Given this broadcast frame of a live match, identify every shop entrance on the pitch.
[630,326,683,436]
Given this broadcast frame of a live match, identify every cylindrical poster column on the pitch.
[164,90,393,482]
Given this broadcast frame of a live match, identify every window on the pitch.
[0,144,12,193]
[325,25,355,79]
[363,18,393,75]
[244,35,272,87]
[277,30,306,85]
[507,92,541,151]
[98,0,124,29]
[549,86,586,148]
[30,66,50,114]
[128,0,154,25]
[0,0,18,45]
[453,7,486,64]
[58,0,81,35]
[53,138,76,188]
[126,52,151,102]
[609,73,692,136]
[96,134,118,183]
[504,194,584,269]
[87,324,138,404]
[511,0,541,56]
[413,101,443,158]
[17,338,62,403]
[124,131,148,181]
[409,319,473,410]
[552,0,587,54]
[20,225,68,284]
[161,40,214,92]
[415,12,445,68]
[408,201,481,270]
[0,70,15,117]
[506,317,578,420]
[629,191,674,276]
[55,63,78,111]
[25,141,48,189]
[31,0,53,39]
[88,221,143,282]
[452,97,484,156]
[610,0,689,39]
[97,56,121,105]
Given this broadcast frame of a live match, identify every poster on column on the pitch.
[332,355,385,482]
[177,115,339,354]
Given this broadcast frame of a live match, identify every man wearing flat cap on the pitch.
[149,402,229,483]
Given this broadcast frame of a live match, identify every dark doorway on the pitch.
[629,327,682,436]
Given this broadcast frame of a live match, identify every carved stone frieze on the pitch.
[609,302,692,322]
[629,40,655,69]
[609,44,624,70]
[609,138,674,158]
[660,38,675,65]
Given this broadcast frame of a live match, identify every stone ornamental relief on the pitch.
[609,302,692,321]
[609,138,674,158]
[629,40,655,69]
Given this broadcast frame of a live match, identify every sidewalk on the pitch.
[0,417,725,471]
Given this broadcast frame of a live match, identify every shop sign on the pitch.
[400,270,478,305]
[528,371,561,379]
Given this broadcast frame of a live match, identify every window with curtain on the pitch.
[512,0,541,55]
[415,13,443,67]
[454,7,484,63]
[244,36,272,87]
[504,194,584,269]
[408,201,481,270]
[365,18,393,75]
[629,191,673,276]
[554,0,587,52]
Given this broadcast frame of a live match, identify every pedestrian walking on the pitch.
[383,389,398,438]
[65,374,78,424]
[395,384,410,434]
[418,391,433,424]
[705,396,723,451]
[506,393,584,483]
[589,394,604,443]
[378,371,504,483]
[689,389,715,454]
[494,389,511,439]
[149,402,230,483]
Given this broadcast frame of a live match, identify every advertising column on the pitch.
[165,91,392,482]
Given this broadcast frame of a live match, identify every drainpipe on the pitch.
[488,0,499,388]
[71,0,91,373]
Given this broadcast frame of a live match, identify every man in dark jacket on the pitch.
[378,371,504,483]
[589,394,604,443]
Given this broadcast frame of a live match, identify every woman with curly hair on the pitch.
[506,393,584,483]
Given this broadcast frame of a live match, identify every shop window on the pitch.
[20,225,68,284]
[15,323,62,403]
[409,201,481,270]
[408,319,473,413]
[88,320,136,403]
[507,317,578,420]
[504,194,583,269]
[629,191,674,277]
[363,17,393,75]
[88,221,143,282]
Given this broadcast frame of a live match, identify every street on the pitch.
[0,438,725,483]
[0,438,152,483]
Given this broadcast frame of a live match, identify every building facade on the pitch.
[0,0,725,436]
****************
[Directions for this task] Please rewrite all the records above, changing "broadcast frame of a live match" to "street photograph" wherever it appears and leaving everything else as it is.

[Task solution]
Given this street photograph, identify every shop entrance on the pitch.
[630,326,683,436]
Given this street photograph, identify every cylindrical poster column on the pitch.
[164,90,393,482]
Given this street photograph, identify every window on the pitch.
[0,144,12,193]
[325,25,355,79]
[363,18,393,75]
[244,35,272,87]
[277,30,306,85]
[507,92,541,151]
[98,0,124,29]
[549,86,586,148]
[30,66,50,114]
[128,0,154,25]
[0,0,18,45]
[453,7,486,64]
[58,0,81,35]
[53,138,76,188]
[126,52,151,102]
[609,73,692,136]
[96,134,118,183]
[504,194,584,269]
[87,324,138,404]
[511,0,541,56]
[413,101,443,158]
[17,338,62,403]
[124,131,148,181]
[409,319,473,410]
[552,0,587,54]
[20,225,68,284]
[161,40,214,92]
[415,12,445,68]
[408,201,481,270]
[0,70,15,117]
[506,317,578,420]
[629,191,674,276]
[55,63,78,111]
[25,141,48,189]
[31,0,53,39]
[88,221,143,282]
[452,97,484,156]
[610,0,689,39]
[97,56,121,105]
Given this street photograph, identify every poster on column on the pitch.
[332,355,385,482]
[177,115,339,354]
Given this street photograph, identify every man wearing flat cap on the pitch.
[149,402,229,483]
Given this street photograph, identify every dark doorway on the pitch.
[629,327,682,436]
Given this street photograph, identify every carved stone frieze on the pitch.
[609,302,692,322]
[629,40,655,69]
[609,44,624,70]
[609,138,674,158]
[660,38,675,65]
Given this street photograph, identify every stone ornamental relief on the pitch.
[609,302,692,321]
[609,138,674,158]
[629,40,655,69]
Given this street photograph, identify every sidewalk on the pitch.
[0,417,725,471]
Given this street photograph, identify every shop sign on the pitch.
[400,270,478,305]
[528,371,561,379]
Given this street photograph, identify every window with curtain on the pitch.
[512,0,541,55]
[415,13,443,67]
[454,7,484,63]
[244,36,272,87]
[504,194,584,269]
[408,201,481,270]
[365,18,393,75]
[629,191,673,276]
[554,0,587,52]
Given this street photograph, identify every pedestrian walking on the pitch.
[383,389,398,438]
[65,374,78,424]
[395,384,410,434]
[418,391,433,424]
[705,396,723,451]
[506,393,584,483]
[589,394,604,443]
[378,371,504,483]
[689,389,715,454]
[494,389,511,439]
[149,402,230,483]
Given this street photograph, identify every advertising column on the pitch.
[165,91,392,482]
Given this street photograph, identify every drainpipe on the pitch.
[488,0,499,388]
[71,0,91,373]
Given this street photograph, identify every man in dark jacket on the pitch.
[378,371,504,483]
[589,394,604,443]
Given this street photograph, identify every woman with curly hair on the pitch.
[506,393,584,483]
Given this street photograph, identify every shop window on the pitch.
[20,225,68,284]
[15,323,62,403]
[409,201,481,270]
[408,319,473,413]
[88,320,136,403]
[507,317,578,420]
[504,194,583,269]
[629,191,674,277]
[363,17,393,75]
[88,221,143,282]
Given this street photograph, identify every street on the pitch.
[0,438,725,483]
[0,438,152,483]
Given this street photograph, identify every building facade on the pitch.
[0,0,725,436]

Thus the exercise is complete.